**TRECHO:**
========================================

Qual o legado Paralímpico, do ponto de vista de alguém que vem estudando a inclusão das pessoas com deficiência há algum tempo?

terça-feira 20 de setembro de 2016 | Edição do dia

“O que nos faz humanos?” Este foi o questionamento que os idealizadores do maior evento paraesportivo do mundo fizeram a si mesmos e ao público durante a Cerimônia de Abertura dos Jogos Paralímpicos 2016. Após assistir ao espetáculo, presencialmente, ali no Maracanã e envolta de um mar de emoções, eu mesma tentei responder essa questão. O que nos faz humanos? Repetiria, ainda, muitas vezes essa pergunta. Os produtores do evento encontraram uma resposta: o coração. E eu? Ainda não sei.

No feriado de Independência do dia 07 de setembro, o Brasil, representado pela cidade do Rio de Janeiro, foi o palco de uma grande festa de celebração do esporte Paralímpico, a primeira da América do Sul, o que, de certa forma, marcou, também, nossa independência como anfitriões desse megaevento. Não tratarei aqui da polêmica discussão sobre sediar ou não um evento dessa magnitude em um país fortemente marcado, ainda, pela desigualdade social, mas o fato é que ele aconteceu e irei dedicar-me, então, a uma humilde análise sobre o tão falado legado Paralímpico, do ponto de vista de alguém que vem estudando a inclusão das pessoas com deficiência há algum tempo, tema, este, central na Cerimônia em questão.

========================================

**Linhas de um conjunto de dados:**
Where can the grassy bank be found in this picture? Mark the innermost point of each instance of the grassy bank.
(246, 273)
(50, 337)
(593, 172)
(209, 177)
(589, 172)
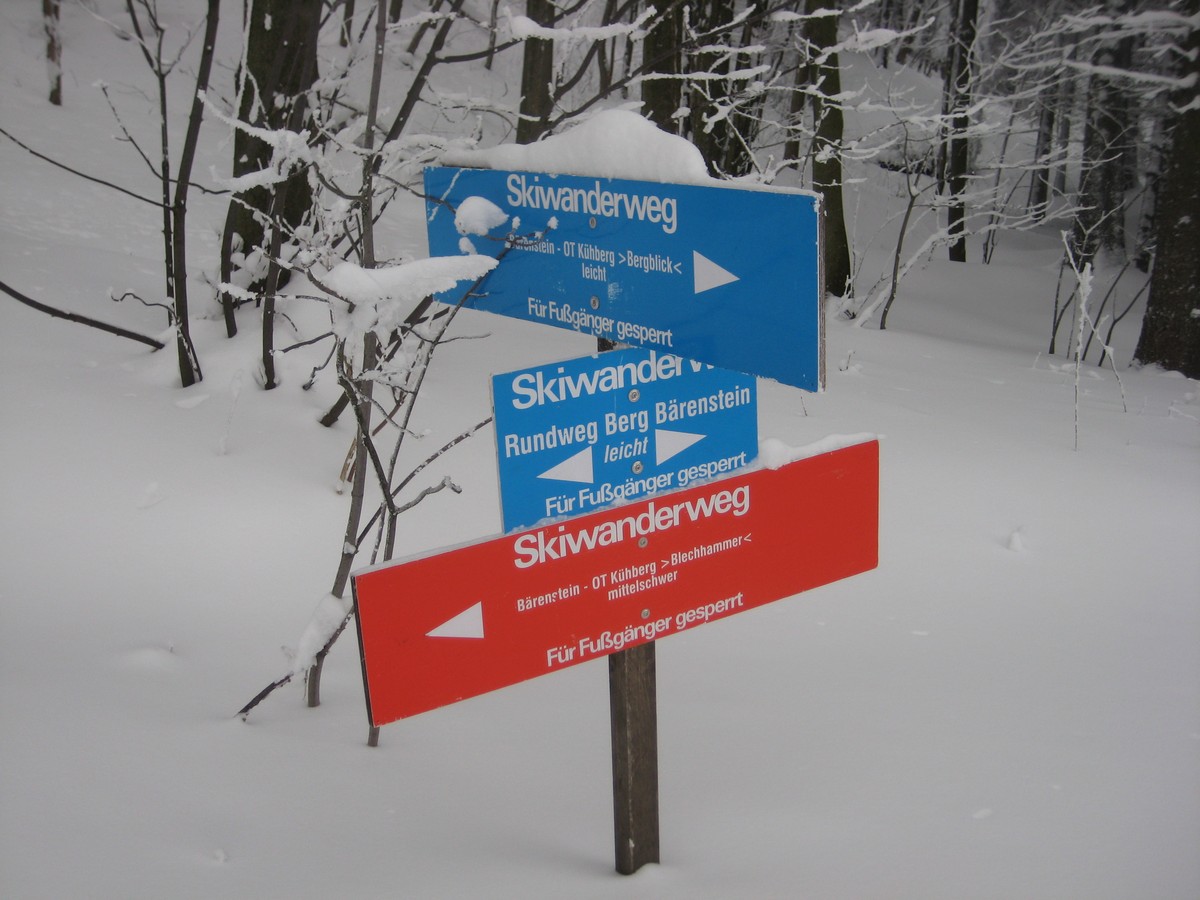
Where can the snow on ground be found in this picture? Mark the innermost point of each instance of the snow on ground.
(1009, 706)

========================================

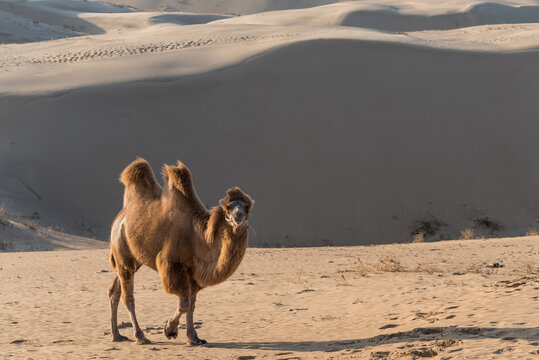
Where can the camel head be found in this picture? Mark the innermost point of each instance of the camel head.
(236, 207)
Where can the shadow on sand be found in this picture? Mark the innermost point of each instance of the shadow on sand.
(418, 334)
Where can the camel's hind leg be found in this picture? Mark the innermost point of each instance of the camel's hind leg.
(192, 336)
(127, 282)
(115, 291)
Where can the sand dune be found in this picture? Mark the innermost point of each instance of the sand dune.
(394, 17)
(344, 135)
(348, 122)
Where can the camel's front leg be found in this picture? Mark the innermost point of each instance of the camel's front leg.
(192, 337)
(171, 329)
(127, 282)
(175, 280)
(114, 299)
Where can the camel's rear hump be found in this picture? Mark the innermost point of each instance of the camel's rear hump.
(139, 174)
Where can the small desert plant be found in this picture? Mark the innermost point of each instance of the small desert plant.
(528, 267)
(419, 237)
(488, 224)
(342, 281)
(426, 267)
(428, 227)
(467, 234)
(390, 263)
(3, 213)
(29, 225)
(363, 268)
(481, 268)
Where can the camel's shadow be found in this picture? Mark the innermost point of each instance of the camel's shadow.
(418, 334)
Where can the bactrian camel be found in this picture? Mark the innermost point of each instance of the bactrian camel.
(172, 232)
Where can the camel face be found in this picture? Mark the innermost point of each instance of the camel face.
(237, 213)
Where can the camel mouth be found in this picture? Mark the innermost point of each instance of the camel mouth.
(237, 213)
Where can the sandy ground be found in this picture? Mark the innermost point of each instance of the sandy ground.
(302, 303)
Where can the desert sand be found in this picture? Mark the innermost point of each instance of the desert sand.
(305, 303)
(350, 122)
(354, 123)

========================================

**LISTA DE TAREFAS:**
#1 Segundo o trecho, que resposta os produtores do evento encontraram para a pergunta "O que nos faz humanos?"?
#2 Reproduza o trecho de "Qual o legado" a "Ainda não sei.", sem alterar nenhuma palavra.

**RESULTADOS ESPERADOS:**
#1 O coração.

#2
Qual o legado Paralímpico, do ponto de vista de alguém que vem estudando a inclusão das pessoas com deficiência há algum tempo?

terça-feira 20 de setembro de 2016 | Edição do dia

“O que nos faz humanos?” Este foi o questionamento que os idealizadores do maior evento paraesportivo do mundo fizeram a si mesmos e ao público durante a Cerimônia de Abertura dos Jogos Paralímpicos 2016. Após assistir ao espetáculo, presencialmente, ali no Maracanã e envolta de um mar de emoções, eu mesma tentei responder essa questão. O que nos faz humanos? Repetiria, ainda, muitas vezes essa pergunta. Os produtores do evento encontraram uma resposta: o coração. E eu? Ainda não sei.